- [Dataset entries]
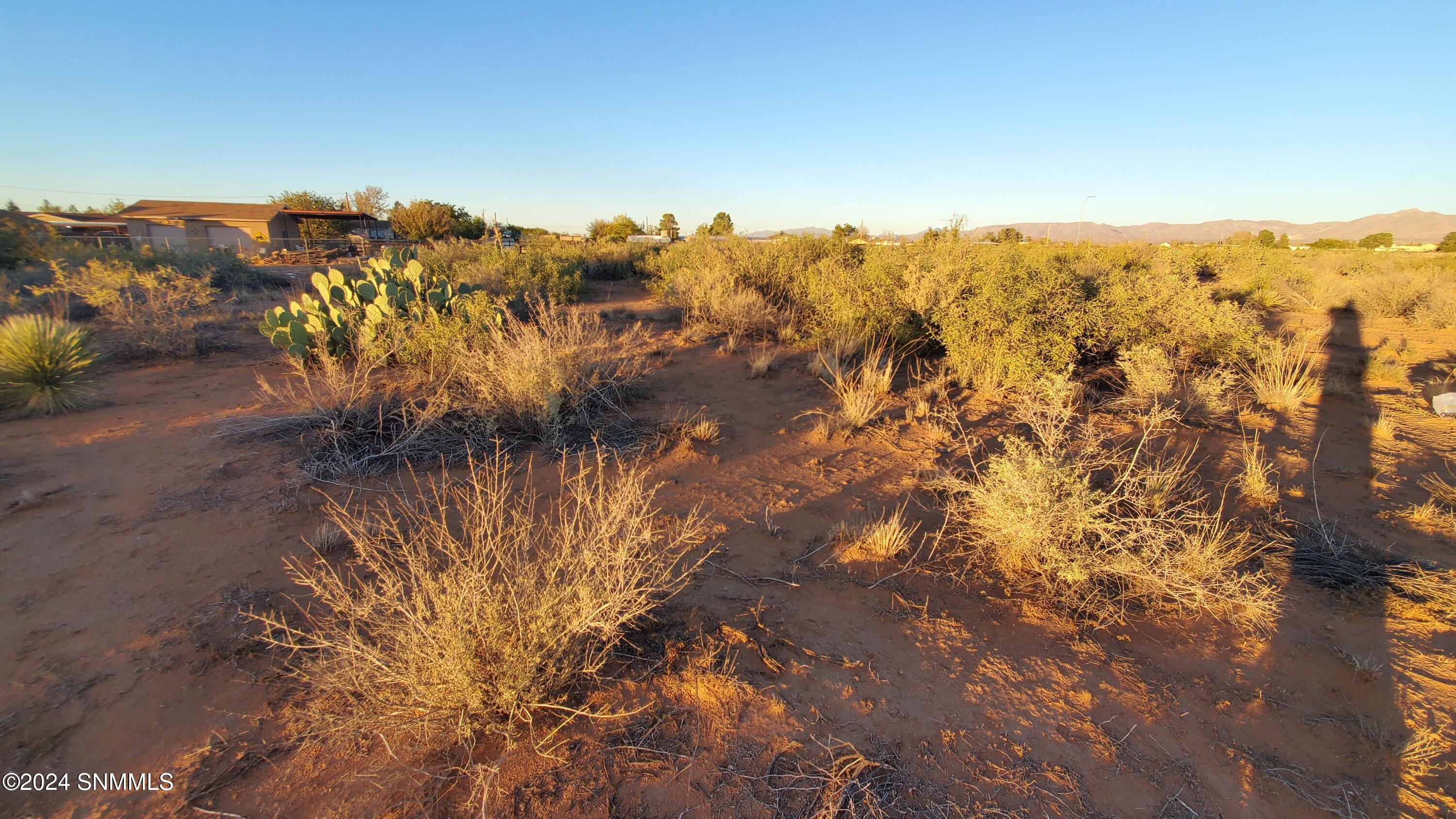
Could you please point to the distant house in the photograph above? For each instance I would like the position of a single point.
(1424, 248)
(200, 226)
(82, 223)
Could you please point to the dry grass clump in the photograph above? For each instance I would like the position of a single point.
(761, 360)
(688, 428)
(1103, 531)
(1387, 365)
(880, 538)
(478, 607)
(861, 394)
(1257, 476)
(1442, 490)
(1282, 373)
(1382, 428)
(46, 366)
(1430, 517)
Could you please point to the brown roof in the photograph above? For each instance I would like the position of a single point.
(164, 209)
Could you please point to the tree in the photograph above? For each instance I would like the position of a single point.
(615, 231)
(721, 225)
(312, 228)
(421, 220)
(466, 226)
(372, 200)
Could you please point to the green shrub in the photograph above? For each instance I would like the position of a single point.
(46, 366)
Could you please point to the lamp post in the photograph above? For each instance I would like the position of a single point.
(1081, 215)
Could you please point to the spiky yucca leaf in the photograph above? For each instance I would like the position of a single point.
(46, 365)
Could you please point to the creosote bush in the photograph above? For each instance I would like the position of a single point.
(1103, 531)
(46, 366)
(480, 607)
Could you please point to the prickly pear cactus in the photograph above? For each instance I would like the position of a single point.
(343, 311)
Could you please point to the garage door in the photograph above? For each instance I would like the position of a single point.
(231, 238)
(165, 236)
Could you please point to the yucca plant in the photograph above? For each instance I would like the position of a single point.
(1283, 373)
(46, 365)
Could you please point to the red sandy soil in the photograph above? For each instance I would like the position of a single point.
(132, 537)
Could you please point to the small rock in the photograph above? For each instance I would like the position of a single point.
(1445, 404)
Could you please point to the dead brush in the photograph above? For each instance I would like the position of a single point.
(477, 608)
(1382, 428)
(880, 538)
(1283, 373)
(356, 419)
(434, 391)
(688, 428)
(860, 397)
(761, 360)
(555, 378)
(1101, 531)
(1387, 365)
(1330, 557)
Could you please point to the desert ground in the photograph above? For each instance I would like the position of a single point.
(134, 538)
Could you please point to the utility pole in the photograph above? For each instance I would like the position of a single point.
(1081, 216)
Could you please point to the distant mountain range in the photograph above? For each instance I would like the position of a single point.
(1410, 225)
(791, 231)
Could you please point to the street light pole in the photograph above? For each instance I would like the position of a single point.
(1082, 215)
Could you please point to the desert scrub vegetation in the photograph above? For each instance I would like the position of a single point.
(1101, 530)
(541, 268)
(1151, 376)
(46, 366)
(1282, 373)
(430, 388)
(860, 391)
(480, 608)
(142, 311)
(1002, 315)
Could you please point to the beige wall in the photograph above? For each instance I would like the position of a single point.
(196, 231)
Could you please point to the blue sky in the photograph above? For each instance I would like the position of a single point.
(785, 114)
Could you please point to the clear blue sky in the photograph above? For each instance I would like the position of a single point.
(782, 114)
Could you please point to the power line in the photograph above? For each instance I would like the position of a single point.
(139, 196)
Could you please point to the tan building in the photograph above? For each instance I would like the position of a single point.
(249, 228)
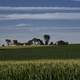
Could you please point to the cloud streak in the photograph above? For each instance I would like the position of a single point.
(41, 16)
(40, 8)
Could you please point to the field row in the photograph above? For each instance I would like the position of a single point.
(40, 52)
(40, 70)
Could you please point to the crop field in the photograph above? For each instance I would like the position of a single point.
(40, 52)
(40, 62)
(40, 70)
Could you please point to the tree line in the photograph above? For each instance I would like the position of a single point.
(36, 41)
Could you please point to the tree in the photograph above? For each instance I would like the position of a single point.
(46, 38)
(51, 43)
(8, 41)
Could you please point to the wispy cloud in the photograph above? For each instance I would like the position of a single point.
(41, 16)
(40, 8)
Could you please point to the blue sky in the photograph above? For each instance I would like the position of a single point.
(24, 19)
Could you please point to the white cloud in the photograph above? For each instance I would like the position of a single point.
(40, 8)
(23, 25)
(41, 16)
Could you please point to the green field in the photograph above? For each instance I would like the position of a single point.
(40, 70)
(40, 52)
(40, 63)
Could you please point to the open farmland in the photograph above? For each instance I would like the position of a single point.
(40, 52)
(40, 70)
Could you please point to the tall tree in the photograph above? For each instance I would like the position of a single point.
(46, 38)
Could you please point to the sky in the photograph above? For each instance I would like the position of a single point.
(25, 19)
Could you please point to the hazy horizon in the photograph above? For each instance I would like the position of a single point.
(25, 19)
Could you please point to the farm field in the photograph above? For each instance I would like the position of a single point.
(40, 52)
(40, 70)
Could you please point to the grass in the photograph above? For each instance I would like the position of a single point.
(40, 63)
(40, 70)
(40, 52)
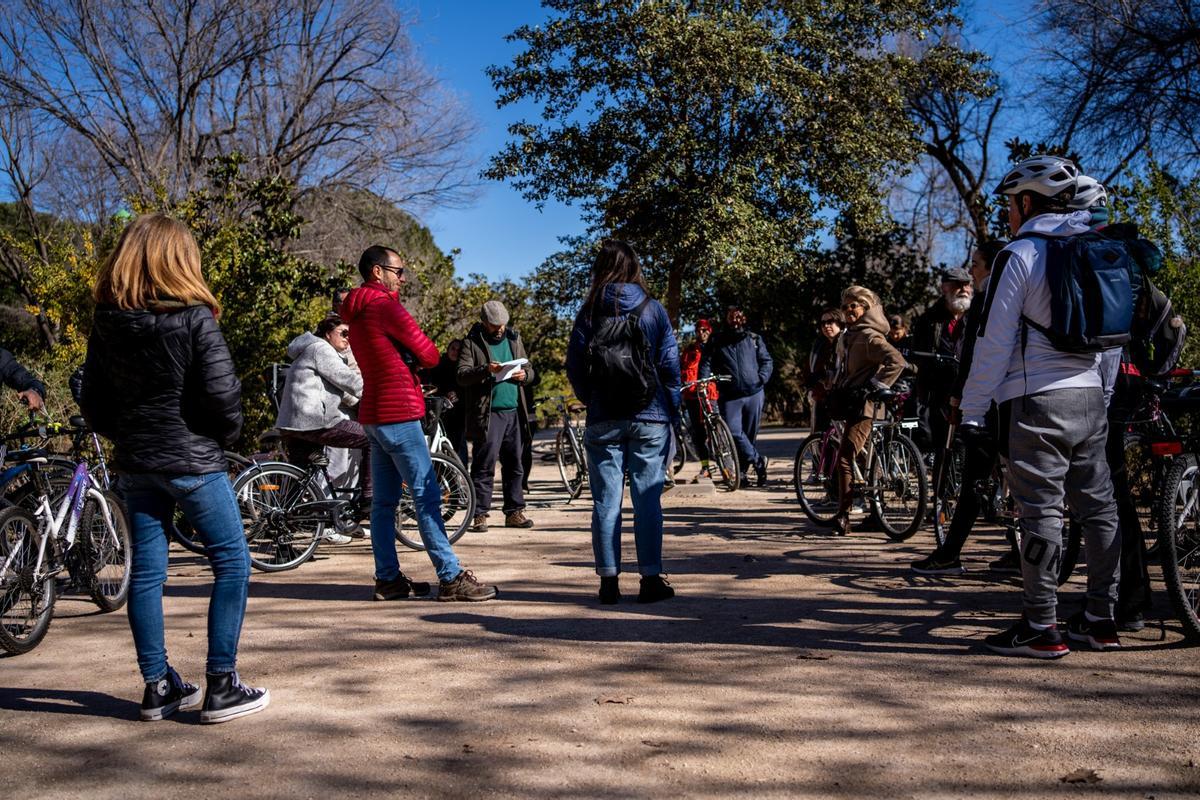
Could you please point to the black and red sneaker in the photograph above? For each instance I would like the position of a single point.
(1099, 635)
(1024, 639)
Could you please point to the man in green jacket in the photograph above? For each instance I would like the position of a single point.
(492, 370)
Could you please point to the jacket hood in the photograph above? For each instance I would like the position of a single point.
(364, 296)
(874, 319)
(303, 342)
(1059, 224)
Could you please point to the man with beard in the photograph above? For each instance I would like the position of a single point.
(940, 330)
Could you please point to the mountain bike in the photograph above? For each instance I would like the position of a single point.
(718, 437)
(889, 471)
(87, 536)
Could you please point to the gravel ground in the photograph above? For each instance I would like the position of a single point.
(790, 665)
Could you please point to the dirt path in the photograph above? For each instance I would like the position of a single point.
(790, 665)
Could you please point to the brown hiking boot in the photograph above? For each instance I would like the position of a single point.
(517, 519)
(466, 588)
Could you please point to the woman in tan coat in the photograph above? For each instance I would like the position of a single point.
(865, 360)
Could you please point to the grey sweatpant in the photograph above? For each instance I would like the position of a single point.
(1056, 449)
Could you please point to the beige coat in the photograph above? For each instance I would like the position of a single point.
(865, 356)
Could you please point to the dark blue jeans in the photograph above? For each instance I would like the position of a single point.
(742, 414)
(399, 456)
(639, 449)
(209, 504)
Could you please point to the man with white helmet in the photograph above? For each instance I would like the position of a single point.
(1057, 425)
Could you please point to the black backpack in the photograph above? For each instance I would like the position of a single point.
(621, 362)
(1091, 293)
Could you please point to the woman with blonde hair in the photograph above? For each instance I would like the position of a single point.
(865, 361)
(159, 382)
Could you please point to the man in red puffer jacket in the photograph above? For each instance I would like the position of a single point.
(390, 347)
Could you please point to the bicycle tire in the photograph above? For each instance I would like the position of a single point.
(457, 504)
(183, 531)
(1072, 546)
(820, 499)
(910, 486)
(946, 500)
(25, 608)
(724, 452)
(571, 468)
(1179, 536)
(108, 560)
(280, 513)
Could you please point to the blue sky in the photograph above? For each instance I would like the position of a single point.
(501, 234)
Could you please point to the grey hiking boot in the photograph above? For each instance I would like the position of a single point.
(466, 588)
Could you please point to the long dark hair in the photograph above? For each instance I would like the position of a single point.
(616, 263)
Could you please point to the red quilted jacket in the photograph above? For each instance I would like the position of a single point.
(382, 335)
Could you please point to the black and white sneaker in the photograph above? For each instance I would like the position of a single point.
(227, 698)
(1099, 635)
(1024, 639)
(167, 695)
(935, 564)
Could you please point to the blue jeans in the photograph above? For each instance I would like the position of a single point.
(742, 414)
(399, 457)
(209, 504)
(615, 449)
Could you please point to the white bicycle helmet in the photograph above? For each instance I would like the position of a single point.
(1047, 175)
(1089, 193)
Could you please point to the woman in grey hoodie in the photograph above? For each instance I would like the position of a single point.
(319, 389)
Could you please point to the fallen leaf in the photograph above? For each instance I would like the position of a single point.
(1081, 776)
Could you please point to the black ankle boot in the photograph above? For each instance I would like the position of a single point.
(610, 590)
(226, 698)
(654, 588)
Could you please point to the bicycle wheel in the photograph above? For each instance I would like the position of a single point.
(571, 467)
(946, 500)
(285, 512)
(724, 453)
(899, 486)
(816, 480)
(457, 505)
(27, 602)
(183, 531)
(1179, 536)
(106, 552)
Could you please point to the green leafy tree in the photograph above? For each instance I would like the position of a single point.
(717, 136)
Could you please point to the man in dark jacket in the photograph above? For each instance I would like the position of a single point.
(743, 355)
(497, 413)
(940, 329)
(29, 389)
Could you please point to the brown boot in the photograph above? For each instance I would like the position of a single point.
(466, 588)
(517, 519)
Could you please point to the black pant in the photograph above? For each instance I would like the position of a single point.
(503, 441)
(1134, 590)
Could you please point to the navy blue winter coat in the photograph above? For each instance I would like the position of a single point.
(741, 354)
(665, 350)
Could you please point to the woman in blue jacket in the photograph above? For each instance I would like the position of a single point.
(618, 440)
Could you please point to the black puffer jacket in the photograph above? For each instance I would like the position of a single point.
(160, 383)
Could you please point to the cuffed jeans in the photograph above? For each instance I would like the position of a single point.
(1056, 452)
(400, 456)
(742, 414)
(209, 505)
(639, 449)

- [Exercise description] Find where "Could you please point to the cuffed" occurs in the data, and please write out that line through the last line exactly, with nothing else.

- [Result below]
Could you please point to the cuffed jeans in the photograph above? For each instance I would like the position of a single point.
(1056, 452)
(400, 456)
(742, 414)
(209, 505)
(639, 449)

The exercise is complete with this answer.